* _Stored rows_:
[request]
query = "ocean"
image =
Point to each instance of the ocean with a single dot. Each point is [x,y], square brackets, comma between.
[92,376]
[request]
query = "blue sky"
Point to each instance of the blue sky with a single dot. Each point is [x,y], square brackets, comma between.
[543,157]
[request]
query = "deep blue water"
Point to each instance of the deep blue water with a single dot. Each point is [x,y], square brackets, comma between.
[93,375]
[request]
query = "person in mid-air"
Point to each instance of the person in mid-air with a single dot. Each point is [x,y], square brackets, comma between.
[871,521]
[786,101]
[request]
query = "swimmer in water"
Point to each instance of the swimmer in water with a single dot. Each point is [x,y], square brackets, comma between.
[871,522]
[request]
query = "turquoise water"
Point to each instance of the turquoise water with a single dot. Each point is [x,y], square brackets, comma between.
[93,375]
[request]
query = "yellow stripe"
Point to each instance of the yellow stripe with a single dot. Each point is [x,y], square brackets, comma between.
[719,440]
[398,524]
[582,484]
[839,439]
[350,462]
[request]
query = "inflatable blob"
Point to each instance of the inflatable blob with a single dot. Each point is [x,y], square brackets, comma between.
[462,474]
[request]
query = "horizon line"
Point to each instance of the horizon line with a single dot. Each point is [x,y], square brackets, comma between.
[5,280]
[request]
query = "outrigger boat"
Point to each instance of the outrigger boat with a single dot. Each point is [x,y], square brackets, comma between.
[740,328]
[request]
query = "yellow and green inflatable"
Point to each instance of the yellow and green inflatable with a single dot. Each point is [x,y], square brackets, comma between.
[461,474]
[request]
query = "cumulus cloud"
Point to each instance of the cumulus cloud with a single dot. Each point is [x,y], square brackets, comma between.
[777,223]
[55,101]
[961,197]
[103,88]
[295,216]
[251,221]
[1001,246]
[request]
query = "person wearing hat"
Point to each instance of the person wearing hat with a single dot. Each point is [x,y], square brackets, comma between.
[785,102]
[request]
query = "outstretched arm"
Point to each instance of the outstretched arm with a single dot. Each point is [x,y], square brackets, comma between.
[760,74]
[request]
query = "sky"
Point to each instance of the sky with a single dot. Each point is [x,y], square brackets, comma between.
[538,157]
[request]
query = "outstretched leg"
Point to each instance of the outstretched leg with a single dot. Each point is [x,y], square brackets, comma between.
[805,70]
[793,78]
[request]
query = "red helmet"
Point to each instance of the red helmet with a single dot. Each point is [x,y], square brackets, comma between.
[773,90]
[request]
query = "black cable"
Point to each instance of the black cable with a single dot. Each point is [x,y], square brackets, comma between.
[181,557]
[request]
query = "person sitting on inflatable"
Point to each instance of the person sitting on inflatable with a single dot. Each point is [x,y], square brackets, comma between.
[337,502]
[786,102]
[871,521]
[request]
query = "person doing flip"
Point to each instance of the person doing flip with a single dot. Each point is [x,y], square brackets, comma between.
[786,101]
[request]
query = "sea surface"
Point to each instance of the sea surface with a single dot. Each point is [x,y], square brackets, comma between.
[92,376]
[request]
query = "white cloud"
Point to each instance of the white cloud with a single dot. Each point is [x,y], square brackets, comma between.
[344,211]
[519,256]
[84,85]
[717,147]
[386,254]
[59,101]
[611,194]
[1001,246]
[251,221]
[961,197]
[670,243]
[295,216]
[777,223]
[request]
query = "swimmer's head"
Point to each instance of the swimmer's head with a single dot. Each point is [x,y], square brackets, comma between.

* _Directive_: Write down every line of the data exactly as it appears above.

* _Written response_:
[request]
query = "ocean"
image =
Point to each instance of the ocean with a single dot. Each point is [x,y], square brackets, comma between.
[92,376]
[request]
query = "blue sky"
Point to each instance of the blue sky with a single dot. Each point is [x,y], square brackets, comma between.
[543,157]
[request]
query = "deep blue water"
Point to each instance of the deep blue water with a single dot. Each point is [x,y], square brackets, comma between.
[93,375]
[request]
query = "person in mid-air"
Point to each instance of the person in mid-air with a single dot. Each point is [x,y], square brackets, comma between.
[871,521]
[786,101]
[request]
query = "swimmer in water"
Point to each instance of the swimmer in water with a single dot. Each point is [x,y], square brackets, comma between.
[871,522]
[request]
query = "turquoise water"
Point to each instance of the turquoise water with a single dot. Each point is [x,y], square brackets, comma between.
[93,375]
[request]
query = "yellow stripe"
Point to each instance of the yellow stripe with a single dot. Each point is [x,y], square brackets, comma between.
[719,440]
[398,524]
[582,484]
[839,439]
[350,462]
[request]
query = "inflatable blob"
Point to each instance of the inflatable blob with a single dot. Each point is [x,y], square brackets, comma between.
[462,474]
[request]
query = "horizon line"
Point to each instance of the horizon line with a single dot. Each point is [x,y], square brackets, comma between.
[5,280]
[request]
query = "outrigger boat"
Point to each instance of the outrigger boat with a single dot. Each point is [x,y], square brackets, comma between.
[740,328]
[request]
query = "yellow and green inflatable"
Point to each instance of the yellow and green inflatable with a single dot. Each point is [x,y], square brackets, comma between.
[461,474]
[request]
query = "cumulus cloud"
Point to each instance of the cumulus cloud with a single dot. Each point is [x,y], square brackets, comma between.
[777,223]
[55,101]
[961,197]
[103,88]
[295,216]
[251,221]
[1001,246]
[request]
query = "person wearing hat"
Point to each instance of the person wearing hat with a single dot. Each point is [x,y], square brackets, comma between.
[785,102]
[request]
query = "outstretched arm"
Point to each instance of the outstretched arm with a single dot. Each point is [x,y], square brackets, comma between.
[760,74]
[request]
query = "sky"
Point to each instance of the sky with a single dot. Each point is [x,y], square brackets, comma between.
[538,157]
[request]
query = "outstretched leg"
Point to each instance of the outstretched leg with a single dot. Each point is [x,y], square brackets, comma between.
[805,70]
[793,78]
[request]
query = "red helmet"
Point to each instance of the red helmet with a single dot. Each point is [x,y], square brackets, comma between.
[773,90]
[request]
query = "black cable"
Point to each instance of the black cable with a single dot. Each point is [x,y], square brackets, comma between.
[181,557]
[request]
query = "person sitting on inflatable"
Point to each instance of the person sitting on inflatable with a single dot. Each point is [x,y], square brackets, comma between.
[337,502]
[786,102]
[871,521]
[request]
query = "person doing flip"
Point to each instance of the person doing flip with a single dot. Each point is [x,y], square brackets, comma between.
[786,101]
[request]
query = "sea surface"
Point to each instance of the sea surface with a single dot. Each point is [x,y], square brackets, comma between.
[92,376]
[request]
query = "white cloud"
Point to each instance of the white cloud with a single dot. Each point is [x,y], square brackets, comma between.
[344,211]
[519,256]
[84,85]
[717,147]
[386,254]
[59,101]
[611,194]
[1001,246]
[251,221]
[961,197]
[670,243]
[295,216]
[777,223]
[request]
query = "swimmer's head"
Point to each instance of the swimmer's head with a single dot. Each point is [x,y], square brackets, comma between.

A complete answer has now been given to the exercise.